> _GOAL OF THE EXERCISE_:
Could you recast every line of the records below as a numbered list, dropping any blank lines?
#### RECORDS SUPPLIED ####
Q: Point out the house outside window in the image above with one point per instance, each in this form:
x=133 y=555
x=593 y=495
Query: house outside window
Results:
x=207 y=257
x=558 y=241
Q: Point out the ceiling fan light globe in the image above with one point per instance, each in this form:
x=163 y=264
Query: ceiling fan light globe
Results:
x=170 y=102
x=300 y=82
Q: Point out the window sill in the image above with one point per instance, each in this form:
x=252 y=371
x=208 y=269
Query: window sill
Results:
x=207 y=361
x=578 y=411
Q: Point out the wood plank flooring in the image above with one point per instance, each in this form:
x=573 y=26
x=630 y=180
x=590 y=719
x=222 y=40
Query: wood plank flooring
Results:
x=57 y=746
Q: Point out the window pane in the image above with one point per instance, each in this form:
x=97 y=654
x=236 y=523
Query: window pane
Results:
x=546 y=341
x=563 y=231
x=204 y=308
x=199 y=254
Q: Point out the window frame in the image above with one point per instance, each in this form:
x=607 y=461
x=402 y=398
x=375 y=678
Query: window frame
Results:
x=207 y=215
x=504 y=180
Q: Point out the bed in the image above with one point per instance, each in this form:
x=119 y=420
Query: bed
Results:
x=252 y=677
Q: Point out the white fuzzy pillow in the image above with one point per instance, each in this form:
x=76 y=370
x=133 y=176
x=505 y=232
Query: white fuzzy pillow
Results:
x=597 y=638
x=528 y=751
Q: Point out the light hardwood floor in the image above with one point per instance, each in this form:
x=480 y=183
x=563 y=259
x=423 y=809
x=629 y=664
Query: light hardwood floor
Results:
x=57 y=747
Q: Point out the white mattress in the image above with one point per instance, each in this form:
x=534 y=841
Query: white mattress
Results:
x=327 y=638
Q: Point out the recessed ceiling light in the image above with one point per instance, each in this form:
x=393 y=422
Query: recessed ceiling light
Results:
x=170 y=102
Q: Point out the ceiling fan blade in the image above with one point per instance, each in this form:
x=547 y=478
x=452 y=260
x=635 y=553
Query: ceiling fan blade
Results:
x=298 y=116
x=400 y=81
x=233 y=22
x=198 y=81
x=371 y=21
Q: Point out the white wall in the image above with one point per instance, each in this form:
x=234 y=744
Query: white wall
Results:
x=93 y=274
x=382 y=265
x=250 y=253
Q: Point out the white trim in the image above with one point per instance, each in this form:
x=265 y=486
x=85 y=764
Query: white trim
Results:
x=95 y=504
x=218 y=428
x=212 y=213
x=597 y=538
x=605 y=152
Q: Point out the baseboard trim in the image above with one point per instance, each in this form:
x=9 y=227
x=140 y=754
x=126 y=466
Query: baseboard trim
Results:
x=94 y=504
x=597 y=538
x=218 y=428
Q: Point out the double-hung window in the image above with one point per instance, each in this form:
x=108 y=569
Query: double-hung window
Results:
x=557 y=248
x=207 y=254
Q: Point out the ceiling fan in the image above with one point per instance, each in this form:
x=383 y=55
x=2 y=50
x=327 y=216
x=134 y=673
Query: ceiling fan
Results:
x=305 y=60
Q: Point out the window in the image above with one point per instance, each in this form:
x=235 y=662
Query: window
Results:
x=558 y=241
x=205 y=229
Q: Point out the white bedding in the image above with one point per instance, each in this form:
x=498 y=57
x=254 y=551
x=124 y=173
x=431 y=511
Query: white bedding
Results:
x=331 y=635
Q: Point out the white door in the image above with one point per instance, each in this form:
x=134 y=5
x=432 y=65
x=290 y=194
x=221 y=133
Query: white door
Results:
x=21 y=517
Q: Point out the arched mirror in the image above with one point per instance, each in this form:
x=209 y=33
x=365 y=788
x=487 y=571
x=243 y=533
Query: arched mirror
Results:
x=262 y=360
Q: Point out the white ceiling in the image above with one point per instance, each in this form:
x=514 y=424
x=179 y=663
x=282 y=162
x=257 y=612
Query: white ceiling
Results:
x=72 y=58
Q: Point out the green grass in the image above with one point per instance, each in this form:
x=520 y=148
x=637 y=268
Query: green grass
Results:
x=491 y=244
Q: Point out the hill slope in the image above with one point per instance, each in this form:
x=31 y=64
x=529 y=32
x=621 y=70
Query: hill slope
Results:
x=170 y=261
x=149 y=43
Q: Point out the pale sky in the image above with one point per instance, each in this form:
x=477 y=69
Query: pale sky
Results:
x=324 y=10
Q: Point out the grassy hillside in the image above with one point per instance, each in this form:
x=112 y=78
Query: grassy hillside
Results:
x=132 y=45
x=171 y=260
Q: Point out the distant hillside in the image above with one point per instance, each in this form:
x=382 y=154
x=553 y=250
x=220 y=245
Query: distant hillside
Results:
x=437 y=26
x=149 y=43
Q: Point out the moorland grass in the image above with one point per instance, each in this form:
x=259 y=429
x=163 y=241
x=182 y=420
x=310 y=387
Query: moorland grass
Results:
####
> _EXERCISE SOLUTION_:
1. Q: Point out the house outside window in the image above with one point per instance, each in this form:
2. x=133 y=555
3. x=593 y=495
4. Query: house outside window
5. Results:
6. x=207 y=257
7. x=558 y=241
8. Q: Point out the ceiling fan light globe in the image above with one point per instance, each in this form:
9. x=163 y=264
10. Query: ceiling fan light globe
11. Results:
12. x=170 y=102
13. x=300 y=82
14. Q: Point out the window sill in the image above with one point per instance, each in this form:
15. x=252 y=371
16. x=208 y=269
17. Query: window sill
18. Results:
19. x=207 y=361
20. x=578 y=411
21. Q: Point out the wood plank flooring in the image above with one point per instance, each in this form:
22. x=573 y=26
23. x=630 y=180
24. x=590 y=719
25. x=222 y=40
26. Query: wood plank flooring
27. Results:
28. x=57 y=746
29. Q: Point out the window pane in the image above with one point per instance, each in this form:
30. x=97 y=654
31. x=236 y=523
32. Query: window pane
33. Results:
34. x=546 y=341
35. x=563 y=231
36. x=204 y=308
37. x=199 y=254
38. Q: Point out the window frame in the image above with one point per instance, each in this form:
39. x=607 y=461
40. x=402 y=398
41. x=375 y=678
42. Query: window frame
43. Results:
44. x=207 y=215
45. x=504 y=180
46. Q: Point out the bed in the image above with one point per instance, each in this form:
47. x=119 y=420
48. Query: bed
49. Results:
50. x=252 y=677
51. Q: Point out the white fuzzy pillow in the image above with one point per instance, each in this form:
52. x=76 y=370
53. x=133 y=176
54. x=505 y=232
55. Query: white fuzzy pillow
56. Results:
57. x=597 y=638
58. x=528 y=751
59. Q: Point out the light hardwood floor in the image above with one point per instance, each in this form:
60. x=480 y=183
61. x=563 y=259
62. x=423 y=809
63. x=629 y=664
64. Query: light hardwood floor
65. Results:
66. x=57 y=747
67. Q: Point out the white mattress in the image above with one point per instance, each in this form:
68. x=534 y=841
69. Query: white mattress
70. Results:
71. x=327 y=638
72. Q: Point out the recessed ceiling light in the image above with one point per instance, each in this form:
73. x=393 y=422
74. Query: recessed ceiling light
75. Results:
76. x=170 y=102
77. Q: Point out the ceiling fan blade in the image above with one point per instance, each in this form:
78. x=547 y=478
79. x=452 y=260
80. x=635 y=553
81. Query: ceiling fan blade
82. Results:
83. x=298 y=116
84. x=400 y=81
85. x=233 y=22
86. x=198 y=81
87. x=371 y=21
88. Q: Point out the white wall in the image above with one point per instance, each in this form:
89. x=234 y=744
90. Query: white wall
91. Results:
92. x=93 y=274
93. x=382 y=265
94. x=250 y=253
95. Q: Point out the white trim in the image above with one point per instance, each in this form:
96. x=265 y=486
97. x=85 y=764
98. Query: white trim
99. Results:
100. x=95 y=504
101. x=218 y=428
102. x=212 y=213
103. x=597 y=538
104. x=605 y=152
105. Q: Point out the baseboard trim in the image above with one point per instance, each in this form:
106. x=9 y=227
107. x=140 y=754
108. x=126 y=466
109. Query: baseboard trim
110. Results:
111. x=94 y=504
112. x=597 y=538
113. x=218 y=428
114. Q: Point out the double-hung window in the image above with one point per instance, each in this form:
115. x=108 y=569
116. Query: double-hung window
117. Results:
118. x=557 y=248
119. x=207 y=254
120. Q: Point out the ceiling fan in the image above with one point per instance, each in this form:
121. x=383 y=55
122. x=2 y=50
123. x=327 y=216
124. x=134 y=673
125. Query: ceiling fan
126. Results:
127. x=305 y=60
128. Q: Point out the window in the image above with one point per instance, each in this form:
129. x=235 y=662
130. Query: window
131. Results:
132. x=558 y=241
133. x=205 y=229
134. Q: Point out the white bedding in the image above with one point per instance, each in this form:
135. x=498 y=57
136. x=254 y=551
137. x=124 y=173
138. x=431 y=511
139. Query: white bedding
140. Results:
141. x=331 y=635
142. Q: Point out the white door in the image above with one point per instance, each in this form:
143. x=134 y=5
144. x=432 y=65
145. x=290 y=194
146. x=221 y=133
147. Query: white door
148. Results:
149. x=21 y=517
150. Q: Point out the arched mirror in the image above with one point per instance, each in this form:
151. x=209 y=33
152. x=365 y=788
153. x=487 y=571
154. x=243 y=533
155. Query: arched mirror
156. Results:
157. x=262 y=360
158. Q: Point out the white ceiling in the image above with one point per instance, each in this form:
159. x=514 y=424
160. x=179 y=663
161. x=282 y=162
162. x=257 y=612
163. Query: white ceiling
164. Results:
165. x=72 y=58
166. Q: Point out the green grass in the image above with one point per instance, each in this form:
167. x=520 y=148
168. x=637 y=268
169. Query: green grass
170. Results:
171. x=491 y=244
172. Q: Point out the hill slope in the image above with one point per instance, each in this form:
173. x=31 y=64
174. x=529 y=32
175. x=621 y=70
176. Query: hill slope
177. Results:
178. x=170 y=261
179. x=149 y=43
180. Q: Point out the pale sky in the image above with one point per instance, each in this form:
181. x=477 y=69
182. Query: pale sky
183. Results:
184. x=324 y=10
185. Q: Point out the grassy hillside in the image above with one point per instance, each in this form:
186. x=112 y=78
187. Query: grassy hillside
188. Results:
189. x=132 y=45
190. x=171 y=260
191. Q: Point out the distant hillside in the image above with one point per instance, each in this form:
192. x=382 y=154
193. x=553 y=250
194. x=220 y=245
195. Query: distant hillside
196. Results:
197. x=437 y=26
198. x=149 y=43
199. Q: Point out the moorland grass in the image above with one point per instance, each in this form:
200. x=259 y=429
201. x=163 y=241
202. x=182 y=420
203. x=310 y=387
204. Query: moorland grass
205. Results:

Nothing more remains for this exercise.